DOCUMENT TEXT |
---+---

Abstract 17864: Suboptimal Longitudinal Risk Factor Control Following Coronary Revascularization in a Commnity Setting
Introduction: Longitudinal management of cardiac risk factors is central to secondary prevention following coronary revascularization. Traditionally, quality metrics for revascularization focus on short-term outcomes like readmission and procedural complications. Linkage of electronic health records (EHRS) across inpatient and outpatient settings makes it possible to follow risk factors longitudinally to monitor control. Our objective is to describe blood pressure (BP) and low-density lipoprotein (LDL) control at 6 months following coronary revascularization in a community setting.
Methods: We conducted a retrospective cohort study of patients who received coronary revascularization between 2010-2012 at a large academic community hospital. We obtained BP and LDL records by linking clinical records from a large primary care network and a single large cardiology practice, both of which are affiliated with the hospital but on separate EHR platform. We used logistic regression to determine predictors of control at 6 months.
Results: Overall, 2,099 patients had revascularization during our study period, including 1,589 with PCI and 464 with CABG (22 had both PCI and CABG). Of these, 441 had an available BP and 424 had an available LDL at 6 months. The average BP was 128/73, with 97 (22%) having a BP above 140/90. The average LDL was 84, with 96 (23%) having an LDL above 100. Of the 157 patients with BP and LDL data, 6% (10) were out of control for both measures. Overall, predictors of poor BP control included female gender (OR = 1.6, 95% CI = 1.0-2.6) and non-white race (OR = 1.8, 95% CI = 1.1-3.2). Non-white race was the only significant predictor of poor LDL control (OR = 2.4, 95% CI = 1.4-4.2).
Discussion: In our community cohort of patients who had followup of BP or LDL at 6 months following revascularization, we found that 1 in 5 were not at goal for BP or LDL control. Our results suggest significant opportunity for improvement of risk factor control in secondary prevention, and highlight the potential value of linking EHRs to track longitudinal outcomes across clinical settings.
- © 2013 by American Heart Association, Inc.

---+---

MATERIAL SUPPLIED |
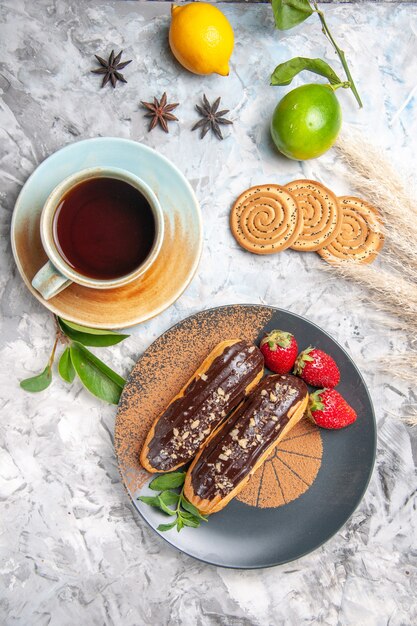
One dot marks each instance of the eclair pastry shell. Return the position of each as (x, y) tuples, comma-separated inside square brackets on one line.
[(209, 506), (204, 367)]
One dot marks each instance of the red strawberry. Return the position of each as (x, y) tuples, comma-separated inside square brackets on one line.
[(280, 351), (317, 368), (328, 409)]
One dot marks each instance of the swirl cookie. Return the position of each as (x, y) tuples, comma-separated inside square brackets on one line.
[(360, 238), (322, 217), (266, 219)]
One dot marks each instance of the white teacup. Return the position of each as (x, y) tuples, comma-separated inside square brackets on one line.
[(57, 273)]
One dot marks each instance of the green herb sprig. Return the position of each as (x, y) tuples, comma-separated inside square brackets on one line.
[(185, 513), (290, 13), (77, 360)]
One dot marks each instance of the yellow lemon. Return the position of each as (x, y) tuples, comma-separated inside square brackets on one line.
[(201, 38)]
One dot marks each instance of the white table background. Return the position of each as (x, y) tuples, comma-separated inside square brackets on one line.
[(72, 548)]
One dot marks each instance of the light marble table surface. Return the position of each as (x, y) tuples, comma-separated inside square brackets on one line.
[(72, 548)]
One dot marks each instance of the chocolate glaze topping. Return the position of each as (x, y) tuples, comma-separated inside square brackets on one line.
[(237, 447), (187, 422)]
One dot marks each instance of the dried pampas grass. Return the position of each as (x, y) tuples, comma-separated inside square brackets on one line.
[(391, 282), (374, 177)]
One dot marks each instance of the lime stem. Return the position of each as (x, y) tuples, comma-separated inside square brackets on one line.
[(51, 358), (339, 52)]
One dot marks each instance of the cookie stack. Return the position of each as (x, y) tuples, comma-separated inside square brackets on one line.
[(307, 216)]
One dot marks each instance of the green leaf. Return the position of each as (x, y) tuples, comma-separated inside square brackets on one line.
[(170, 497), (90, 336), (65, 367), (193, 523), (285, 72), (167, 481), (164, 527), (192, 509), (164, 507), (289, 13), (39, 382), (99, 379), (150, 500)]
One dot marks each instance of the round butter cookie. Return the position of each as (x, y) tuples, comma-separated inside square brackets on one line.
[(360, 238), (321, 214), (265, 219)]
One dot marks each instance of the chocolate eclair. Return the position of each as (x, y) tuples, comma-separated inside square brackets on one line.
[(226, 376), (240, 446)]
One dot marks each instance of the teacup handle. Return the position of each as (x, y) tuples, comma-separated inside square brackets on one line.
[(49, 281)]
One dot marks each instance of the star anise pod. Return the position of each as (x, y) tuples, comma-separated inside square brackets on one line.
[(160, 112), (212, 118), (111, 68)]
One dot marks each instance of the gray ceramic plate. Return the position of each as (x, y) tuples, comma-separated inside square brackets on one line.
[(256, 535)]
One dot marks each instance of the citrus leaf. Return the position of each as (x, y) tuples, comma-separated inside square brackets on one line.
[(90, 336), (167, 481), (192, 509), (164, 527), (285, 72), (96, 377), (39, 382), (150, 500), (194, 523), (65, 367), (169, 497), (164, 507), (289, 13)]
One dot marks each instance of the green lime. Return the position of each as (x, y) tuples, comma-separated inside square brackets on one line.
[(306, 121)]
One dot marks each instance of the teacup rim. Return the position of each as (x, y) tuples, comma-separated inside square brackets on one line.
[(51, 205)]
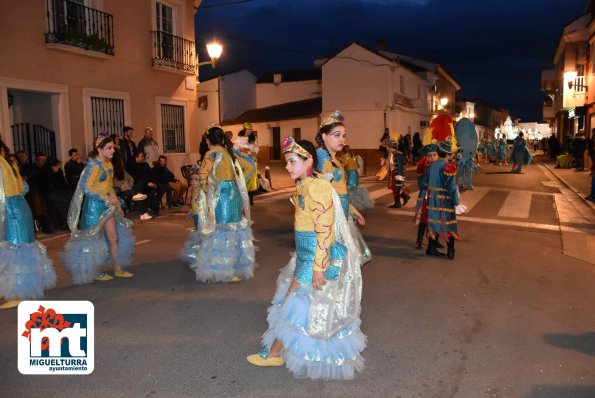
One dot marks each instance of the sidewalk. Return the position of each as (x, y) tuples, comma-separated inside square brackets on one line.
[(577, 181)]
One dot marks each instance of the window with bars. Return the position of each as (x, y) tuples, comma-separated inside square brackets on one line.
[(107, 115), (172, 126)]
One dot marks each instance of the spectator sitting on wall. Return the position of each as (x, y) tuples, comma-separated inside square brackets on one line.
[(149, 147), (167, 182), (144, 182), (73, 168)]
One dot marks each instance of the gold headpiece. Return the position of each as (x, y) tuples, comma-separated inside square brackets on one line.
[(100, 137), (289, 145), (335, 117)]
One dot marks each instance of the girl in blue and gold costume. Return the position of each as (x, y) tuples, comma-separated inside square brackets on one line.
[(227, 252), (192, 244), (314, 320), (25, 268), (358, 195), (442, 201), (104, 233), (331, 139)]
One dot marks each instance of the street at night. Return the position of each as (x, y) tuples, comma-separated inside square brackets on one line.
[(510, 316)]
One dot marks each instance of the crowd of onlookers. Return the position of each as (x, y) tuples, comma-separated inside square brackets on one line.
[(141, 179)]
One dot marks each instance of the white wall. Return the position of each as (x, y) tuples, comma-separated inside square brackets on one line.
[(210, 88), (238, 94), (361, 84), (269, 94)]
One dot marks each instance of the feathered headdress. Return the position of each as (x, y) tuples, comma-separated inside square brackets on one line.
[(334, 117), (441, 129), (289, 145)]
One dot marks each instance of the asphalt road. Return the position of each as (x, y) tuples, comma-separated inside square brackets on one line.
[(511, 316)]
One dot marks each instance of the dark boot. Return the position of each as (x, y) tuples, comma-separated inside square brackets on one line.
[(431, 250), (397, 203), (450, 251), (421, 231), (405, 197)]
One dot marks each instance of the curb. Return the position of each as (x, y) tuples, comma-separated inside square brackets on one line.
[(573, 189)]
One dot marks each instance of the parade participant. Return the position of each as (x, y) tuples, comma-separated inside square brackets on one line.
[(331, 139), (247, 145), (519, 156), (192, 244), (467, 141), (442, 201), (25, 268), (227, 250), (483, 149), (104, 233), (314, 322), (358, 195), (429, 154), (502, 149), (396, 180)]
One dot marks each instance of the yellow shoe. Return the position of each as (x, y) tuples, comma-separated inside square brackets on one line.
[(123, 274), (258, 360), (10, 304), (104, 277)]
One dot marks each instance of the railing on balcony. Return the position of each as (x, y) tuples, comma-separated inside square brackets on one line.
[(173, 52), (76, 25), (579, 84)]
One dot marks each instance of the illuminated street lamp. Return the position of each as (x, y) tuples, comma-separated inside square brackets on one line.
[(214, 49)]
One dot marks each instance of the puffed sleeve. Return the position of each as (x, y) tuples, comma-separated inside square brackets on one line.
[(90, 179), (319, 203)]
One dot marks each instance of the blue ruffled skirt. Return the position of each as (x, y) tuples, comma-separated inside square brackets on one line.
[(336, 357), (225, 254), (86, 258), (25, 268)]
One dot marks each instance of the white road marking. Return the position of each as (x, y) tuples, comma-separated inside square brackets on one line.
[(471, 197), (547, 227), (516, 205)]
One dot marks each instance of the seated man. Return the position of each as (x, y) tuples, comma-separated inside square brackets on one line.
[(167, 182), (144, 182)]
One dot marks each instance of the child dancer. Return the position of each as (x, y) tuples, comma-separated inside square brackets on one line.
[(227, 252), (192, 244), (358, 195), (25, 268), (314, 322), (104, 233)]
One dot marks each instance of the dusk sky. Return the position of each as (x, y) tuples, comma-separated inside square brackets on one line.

---+---

TASKS |
**A)** Answer these questions using the coronary revascularization abstract:
(i) Between which years did the patients in the cohort receive coronary revascularization?
(ii) How many patients had CABG during the study period?
(iii) What was the average LDL at 6 months?
**B)** Repeat the part of the coronary revascularization abstract that opens with the words containing "Discussion: In our" and closes with "across clinical settings.".
The material has no connection to the coronary revascularization abstract.

ANSWERS BY TASK |
**A)**
(i) 2010-2012
(ii) 464
(iii) 84

**B)**
Discussion: In our community cohort of patients who had followup of BP or LDL at 6 months following revascularization, we found that 1 in 5 were not at goal for BP or LDL control. Our results suggest significant opportunity for improvement of risk factor control in secondary prevention, and highlight the potential value of linking EHRs to track longitudinal outcomes across clinical settings.